*À faire*:
Recopiez toutes les lignes ci-dessous à l'identique, en omettant les images.

*Données*:
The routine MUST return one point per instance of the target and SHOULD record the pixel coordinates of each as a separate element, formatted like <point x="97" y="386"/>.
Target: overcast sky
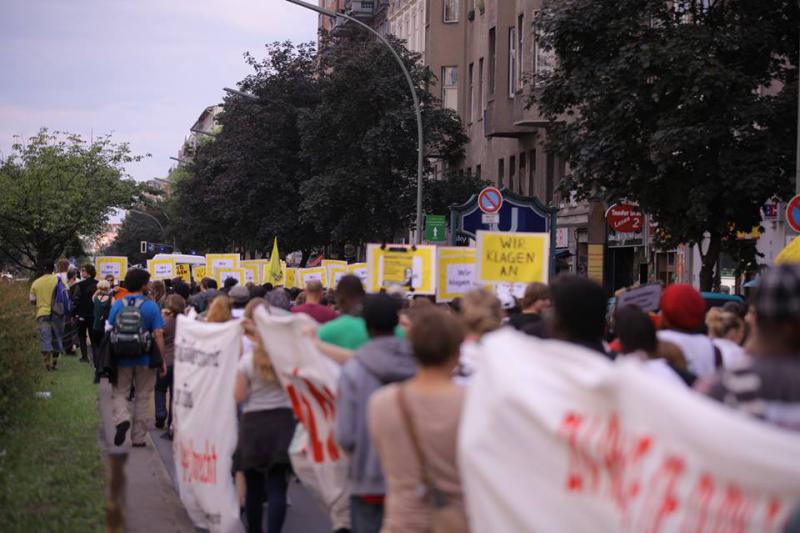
<point x="142" y="70"/>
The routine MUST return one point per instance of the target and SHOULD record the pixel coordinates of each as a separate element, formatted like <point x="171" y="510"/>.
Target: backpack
<point x="60" y="304"/>
<point x="129" y="338"/>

*Réponse*:
The routine MUST return one point per instance of the target and SHOULD record the pixel coordinates of each as a separate element, formatted like <point x="97" y="386"/>.
Target: overcast sky
<point x="142" y="70"/>
The routine MUST return one point per instance of the target and SHOULD record the pixel coordinates of each as a separate element, formatted like <point x="171" y="510"/>.
Target: backpack
<point x="60" y="304"/>
<point x="129" y="338"/>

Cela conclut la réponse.